[Data listing]:
_ _ _ _ _ _ _

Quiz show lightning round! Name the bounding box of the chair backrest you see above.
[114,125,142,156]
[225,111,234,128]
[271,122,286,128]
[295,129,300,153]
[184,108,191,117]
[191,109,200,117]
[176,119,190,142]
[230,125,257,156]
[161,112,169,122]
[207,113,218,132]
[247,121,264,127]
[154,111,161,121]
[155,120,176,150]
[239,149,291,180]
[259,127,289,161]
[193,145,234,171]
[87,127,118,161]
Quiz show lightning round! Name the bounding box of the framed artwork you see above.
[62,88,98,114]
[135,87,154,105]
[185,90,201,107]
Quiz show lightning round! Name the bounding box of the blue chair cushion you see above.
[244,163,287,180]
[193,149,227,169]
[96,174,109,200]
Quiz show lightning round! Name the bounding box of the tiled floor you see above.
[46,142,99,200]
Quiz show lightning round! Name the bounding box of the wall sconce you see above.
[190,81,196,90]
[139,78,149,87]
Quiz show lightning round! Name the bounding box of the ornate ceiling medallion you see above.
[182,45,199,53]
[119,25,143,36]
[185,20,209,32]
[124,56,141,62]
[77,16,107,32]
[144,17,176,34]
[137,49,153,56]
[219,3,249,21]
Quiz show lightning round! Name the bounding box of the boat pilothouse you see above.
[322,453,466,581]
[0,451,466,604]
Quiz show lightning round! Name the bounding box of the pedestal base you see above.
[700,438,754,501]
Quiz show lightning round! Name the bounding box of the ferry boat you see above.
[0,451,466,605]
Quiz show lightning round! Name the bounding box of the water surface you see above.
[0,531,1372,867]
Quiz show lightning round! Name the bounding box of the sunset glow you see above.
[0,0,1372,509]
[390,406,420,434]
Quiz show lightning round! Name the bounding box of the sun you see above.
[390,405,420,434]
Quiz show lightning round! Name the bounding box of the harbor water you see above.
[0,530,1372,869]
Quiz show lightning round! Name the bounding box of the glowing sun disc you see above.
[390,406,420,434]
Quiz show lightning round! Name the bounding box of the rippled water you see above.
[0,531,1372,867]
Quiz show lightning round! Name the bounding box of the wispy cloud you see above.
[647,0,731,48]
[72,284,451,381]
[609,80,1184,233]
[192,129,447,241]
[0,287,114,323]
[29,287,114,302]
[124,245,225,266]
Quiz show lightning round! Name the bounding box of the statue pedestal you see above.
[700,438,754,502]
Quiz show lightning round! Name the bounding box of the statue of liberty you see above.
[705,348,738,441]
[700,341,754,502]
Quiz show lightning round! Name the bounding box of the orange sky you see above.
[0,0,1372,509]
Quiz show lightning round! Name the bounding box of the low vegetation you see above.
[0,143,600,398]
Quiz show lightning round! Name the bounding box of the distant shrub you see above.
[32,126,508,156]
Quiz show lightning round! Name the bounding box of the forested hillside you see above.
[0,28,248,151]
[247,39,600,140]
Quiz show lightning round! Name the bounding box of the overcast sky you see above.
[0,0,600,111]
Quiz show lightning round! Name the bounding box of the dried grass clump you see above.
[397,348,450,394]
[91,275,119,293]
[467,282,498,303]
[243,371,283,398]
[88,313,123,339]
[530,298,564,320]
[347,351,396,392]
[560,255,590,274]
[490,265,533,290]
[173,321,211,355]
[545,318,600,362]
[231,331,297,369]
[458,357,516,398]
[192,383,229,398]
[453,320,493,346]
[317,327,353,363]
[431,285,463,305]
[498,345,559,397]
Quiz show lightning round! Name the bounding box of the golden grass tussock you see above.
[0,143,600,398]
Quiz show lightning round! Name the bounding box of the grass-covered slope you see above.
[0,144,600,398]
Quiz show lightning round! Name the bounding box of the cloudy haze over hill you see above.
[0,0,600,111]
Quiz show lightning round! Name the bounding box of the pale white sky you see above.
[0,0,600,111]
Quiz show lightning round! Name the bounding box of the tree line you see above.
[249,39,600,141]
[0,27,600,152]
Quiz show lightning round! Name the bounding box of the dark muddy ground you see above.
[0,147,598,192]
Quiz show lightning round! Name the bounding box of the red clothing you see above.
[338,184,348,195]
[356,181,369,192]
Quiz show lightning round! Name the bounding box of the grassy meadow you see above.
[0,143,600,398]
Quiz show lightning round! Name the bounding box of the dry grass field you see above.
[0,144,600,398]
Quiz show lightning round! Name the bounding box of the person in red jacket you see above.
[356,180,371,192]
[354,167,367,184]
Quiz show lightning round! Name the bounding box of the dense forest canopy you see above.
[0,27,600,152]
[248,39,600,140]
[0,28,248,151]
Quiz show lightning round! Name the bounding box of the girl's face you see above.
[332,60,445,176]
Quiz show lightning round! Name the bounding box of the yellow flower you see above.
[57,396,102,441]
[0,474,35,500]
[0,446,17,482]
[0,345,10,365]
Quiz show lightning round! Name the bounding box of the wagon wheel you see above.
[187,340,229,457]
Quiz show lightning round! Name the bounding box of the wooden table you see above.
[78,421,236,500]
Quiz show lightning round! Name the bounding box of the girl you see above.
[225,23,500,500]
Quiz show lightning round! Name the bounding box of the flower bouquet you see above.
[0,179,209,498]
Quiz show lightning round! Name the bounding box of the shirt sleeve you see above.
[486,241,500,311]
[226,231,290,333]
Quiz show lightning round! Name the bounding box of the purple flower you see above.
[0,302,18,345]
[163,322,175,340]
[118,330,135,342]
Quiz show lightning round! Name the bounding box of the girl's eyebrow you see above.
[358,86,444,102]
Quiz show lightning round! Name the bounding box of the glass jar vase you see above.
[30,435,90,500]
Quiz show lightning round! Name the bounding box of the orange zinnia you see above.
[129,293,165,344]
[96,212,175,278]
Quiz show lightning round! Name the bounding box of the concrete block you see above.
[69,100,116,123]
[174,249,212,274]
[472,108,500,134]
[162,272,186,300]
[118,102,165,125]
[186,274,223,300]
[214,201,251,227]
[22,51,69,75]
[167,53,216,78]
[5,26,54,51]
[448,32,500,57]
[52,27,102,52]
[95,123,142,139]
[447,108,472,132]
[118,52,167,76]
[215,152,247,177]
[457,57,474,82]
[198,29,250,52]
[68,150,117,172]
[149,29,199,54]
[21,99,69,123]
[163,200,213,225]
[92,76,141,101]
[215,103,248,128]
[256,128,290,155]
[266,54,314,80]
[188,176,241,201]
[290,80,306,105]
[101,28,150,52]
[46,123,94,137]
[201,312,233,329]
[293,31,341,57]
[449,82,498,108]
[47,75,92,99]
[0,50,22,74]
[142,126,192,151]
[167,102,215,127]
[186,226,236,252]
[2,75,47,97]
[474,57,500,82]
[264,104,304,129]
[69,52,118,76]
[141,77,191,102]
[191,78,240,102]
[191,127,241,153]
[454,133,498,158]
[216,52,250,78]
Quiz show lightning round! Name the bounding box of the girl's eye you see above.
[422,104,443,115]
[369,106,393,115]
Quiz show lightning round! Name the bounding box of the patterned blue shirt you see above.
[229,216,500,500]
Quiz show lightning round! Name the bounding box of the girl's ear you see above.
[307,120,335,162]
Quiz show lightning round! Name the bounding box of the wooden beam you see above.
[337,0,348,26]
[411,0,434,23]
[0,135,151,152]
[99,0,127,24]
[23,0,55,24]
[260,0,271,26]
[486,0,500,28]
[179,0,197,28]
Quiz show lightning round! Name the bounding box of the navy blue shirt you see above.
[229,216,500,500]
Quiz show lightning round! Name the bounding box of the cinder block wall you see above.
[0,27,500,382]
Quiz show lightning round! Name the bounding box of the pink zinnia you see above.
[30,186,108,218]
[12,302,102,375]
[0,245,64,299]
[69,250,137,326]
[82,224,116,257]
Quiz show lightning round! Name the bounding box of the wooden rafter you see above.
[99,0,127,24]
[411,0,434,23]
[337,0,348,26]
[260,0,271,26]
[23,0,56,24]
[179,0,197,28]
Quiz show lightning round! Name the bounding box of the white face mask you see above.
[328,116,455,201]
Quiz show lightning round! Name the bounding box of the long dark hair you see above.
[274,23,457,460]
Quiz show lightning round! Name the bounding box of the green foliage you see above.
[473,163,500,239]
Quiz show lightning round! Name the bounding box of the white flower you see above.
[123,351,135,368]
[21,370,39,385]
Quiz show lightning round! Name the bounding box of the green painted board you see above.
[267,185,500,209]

_ _ _ _ _ _ _

[Work to complete]: Reproduce verbatim the part of the data that begins with the line containing "rafter you see above." and ends with the line containing "[473,163,500,239]", including both of those lines.

[Exercise output]:
Quiz show lightning round! Name the bounding box of the wooden rafter you see above.
[99,0,127,24]
[411,0,434,23]
[337,0,348,26]
[260,0,271,26]
[23,0,56,24]
[179,0,197,28]
Quiz show lightning round! Name the bounding box of the white face mask you see above.
[328,116,455,201]
Quiz show lightning round! Name the bounding box of the long dark hair you see above.
[274,23,457,460]
Quiz show lightning round! Name the bounding box of the green foliage you see above.
[473,163,500,239]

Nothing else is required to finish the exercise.